Raw records:
╔══

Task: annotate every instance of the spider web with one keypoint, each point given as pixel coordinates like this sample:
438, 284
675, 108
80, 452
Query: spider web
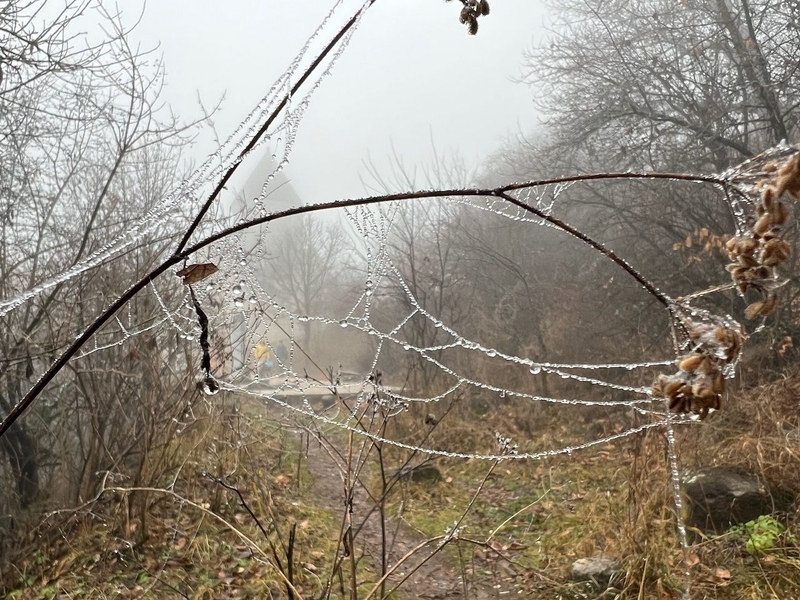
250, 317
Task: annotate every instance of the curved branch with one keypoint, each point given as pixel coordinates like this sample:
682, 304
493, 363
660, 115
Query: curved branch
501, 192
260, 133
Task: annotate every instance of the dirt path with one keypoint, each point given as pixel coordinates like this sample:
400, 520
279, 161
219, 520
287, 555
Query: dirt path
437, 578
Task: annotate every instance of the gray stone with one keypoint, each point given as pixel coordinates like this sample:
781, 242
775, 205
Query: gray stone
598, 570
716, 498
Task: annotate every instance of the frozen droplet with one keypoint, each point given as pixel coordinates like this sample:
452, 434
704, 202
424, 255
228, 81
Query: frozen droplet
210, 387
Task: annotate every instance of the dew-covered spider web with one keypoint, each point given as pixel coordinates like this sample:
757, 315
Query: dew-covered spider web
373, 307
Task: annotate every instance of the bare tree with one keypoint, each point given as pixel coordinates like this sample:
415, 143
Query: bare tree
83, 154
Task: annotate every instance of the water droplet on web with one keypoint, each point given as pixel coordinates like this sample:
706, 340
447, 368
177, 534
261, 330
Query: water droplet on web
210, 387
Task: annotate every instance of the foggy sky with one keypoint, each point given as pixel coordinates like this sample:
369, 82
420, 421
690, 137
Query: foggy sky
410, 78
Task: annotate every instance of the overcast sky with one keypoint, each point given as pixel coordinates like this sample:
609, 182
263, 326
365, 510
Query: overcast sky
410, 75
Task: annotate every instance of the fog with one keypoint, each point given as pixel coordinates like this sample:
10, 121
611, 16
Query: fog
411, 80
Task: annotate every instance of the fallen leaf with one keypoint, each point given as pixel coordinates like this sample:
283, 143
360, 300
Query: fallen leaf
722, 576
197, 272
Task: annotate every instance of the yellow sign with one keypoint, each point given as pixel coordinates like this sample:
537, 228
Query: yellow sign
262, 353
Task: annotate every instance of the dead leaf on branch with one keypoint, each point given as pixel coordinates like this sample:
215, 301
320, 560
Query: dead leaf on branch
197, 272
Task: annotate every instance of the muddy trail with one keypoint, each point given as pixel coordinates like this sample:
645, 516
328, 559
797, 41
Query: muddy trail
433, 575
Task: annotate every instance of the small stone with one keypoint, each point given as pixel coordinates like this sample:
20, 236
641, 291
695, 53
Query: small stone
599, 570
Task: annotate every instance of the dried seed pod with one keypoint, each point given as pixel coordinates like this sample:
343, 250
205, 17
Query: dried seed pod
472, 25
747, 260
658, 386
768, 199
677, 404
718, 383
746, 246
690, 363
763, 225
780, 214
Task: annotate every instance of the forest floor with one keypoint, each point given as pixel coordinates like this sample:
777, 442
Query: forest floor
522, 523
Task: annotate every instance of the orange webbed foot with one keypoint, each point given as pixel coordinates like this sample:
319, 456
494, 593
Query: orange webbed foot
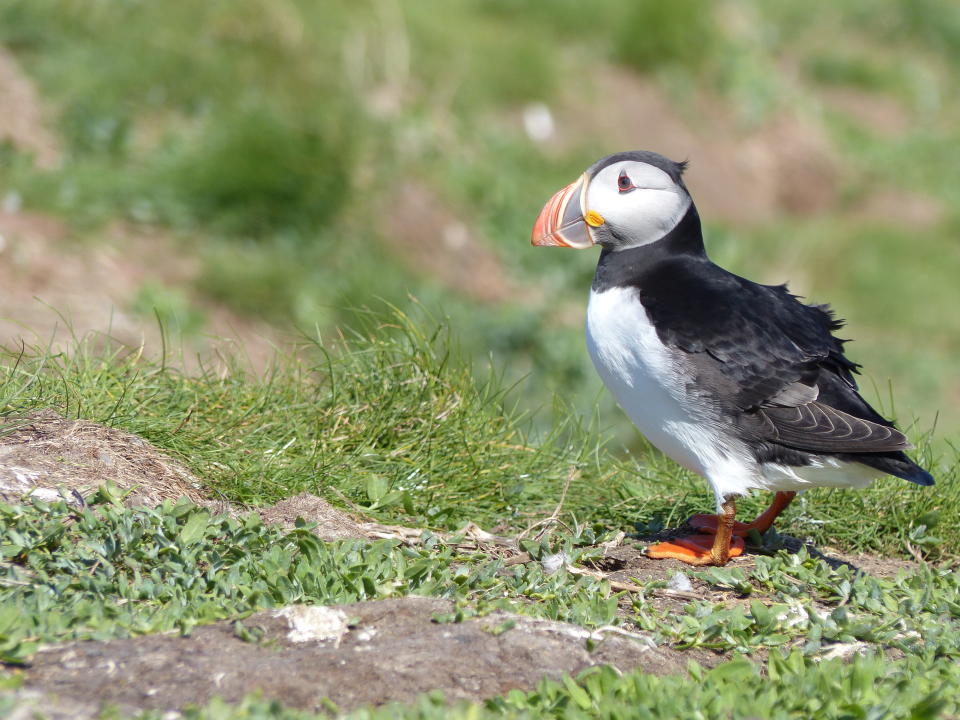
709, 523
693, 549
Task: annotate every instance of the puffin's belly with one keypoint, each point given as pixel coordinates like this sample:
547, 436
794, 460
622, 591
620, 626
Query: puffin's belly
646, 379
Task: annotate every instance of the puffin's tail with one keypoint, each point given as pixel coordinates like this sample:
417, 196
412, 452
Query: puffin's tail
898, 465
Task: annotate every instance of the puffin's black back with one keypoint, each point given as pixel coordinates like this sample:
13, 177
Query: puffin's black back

╚══

Task to complete:
Pictures appear in the records above. Output everything except them, exactly.

Result for this task:
Task: annotate every instance of the spider web with one keypoint, each point given as pixel coordinates like this sample:
438, 284
675, 108
80, 452
Query: spider web
250, 317
Task: annotate every instance of the curved branch with one keypoint, each point given as pixel coordinates like this sample:
682, 304
493, 363
660, 115
Query: curved branch
501, 192
260, 133
Task: annotate every instance of the dirt path with one keypoint, each point given as pixel coordinates like this sample:
400, 520
279, 161
219, 520
287, 555
Query: dirt path
437, 578
Task: annotate every instance of the gray stone with one keypoint, each point given as pixel coordinates like this sample:
781, 242
775, 205
Query: gray stone
598, 570
716, 498
Task: annotate every instance of the frozen droplet with one keypoint, each point given as pixel coordinates like this sample:
452, 434
704, 202
424, 255
228, 81
Query: frozen droplet
210, 387
Task: annotate every instance of the dew-covered spider web with one keypoint, each point given as pixel coordinates like this sample:
757, 315
Query: dew-covered spider web
373, 307
Task: annotate every instance of the bare tree with one keypoint, each point given as pixel coordinates like this sample:
415, 143
Query: bare tree
83, 154
Task: annotate every instance of the water droplet on web with one keypoint, each point given as pixel coordinates like this sample:
706, 340
447, 368
177, 534
261, 330
Query: water droplet on web
210, 387
Task: annotate every instance of the foggy sky with one keypoint, each point given as pixel coordinates like this sample:
369, 82
420, 421
690, 137
Query: foggy sky
410, 78
Task: annotate every instance of the overcast sky with one keypoint, each point given as pixel coordinates like this sample:
609, 182
263, 326
365, 510
Query: overcast sky
410, 75
Task: annotate every instance of the fog with one keypoint, each point given as pixel coordinates like this sample:
10, 121
611, 16
Query: fog
411, 80
Task: annotate every instance of the fallen leaf with one keypoint, each point given as pixel coordinates like this sample:
283, 143
360, 300
Query: fallen leaf
722, 576
197, 272
Task: annotate every instance of the yellow sign with one keypoint, each point given as pixel coordinates like this sample:
537, 228
Query: yellow sign
262, 353
Task: annotate every instance of the dead leaf on branch with one keypoint, each point given as pixel coordinates like this sample:
215, 301
320, 560
Query: dead leaf on branch
197, 272
Task: annotate every instance of the muddy trail with one keypoint, each point given as pixel coordinates like this sample:
645, 516
328, 559
797, 41
Query: muddy trail
433, 575
Task: annotate every instance of the small stone with one keypoint, each point given as pixel coordinates like this sample:
20, 236
641, 291
695, 53
Query: small stone
599, 570
Task: annotate every instance of the dried seed pod with one keypoint, each point given as pixel coordinates like this sample:
343, 250
205, 17
Query: dried seed pod
472, 25
747, 260
658, 386
768, 199
677, 404
718, 383
746, 246
690, 363
763, 225
780, 214
Task: annotate every instance of the forest floor with one keypoint, each point given as pixel coordinates like this sample:
777, 442
Query: forest floor
522, 523
Task: annotate every instance of the orange webbed foot with one keypoint, each point given as pixel coordinates like this sample:
319, 456
494, 593
Query: orange webbed foot
709, 523
693, 549
Task: annotate every instance of the puffin's belly with one keypoint, each point given as pixel coordinates like this sample:
547, 436
794, 460
622, 591
620, 626
Query: puffin's belly
646, 379
Task: annotate every instance of the puffin's tail with one keypoint, each point given as pixel coordinates like this sample:
417, 196
412, 452
Query: puffin's tail
898, 465
Task: annotate every instance of the puffin's black back with one keypoint, each point given as pixel coordinates like this sample:
13, 177
Query: puffin's black back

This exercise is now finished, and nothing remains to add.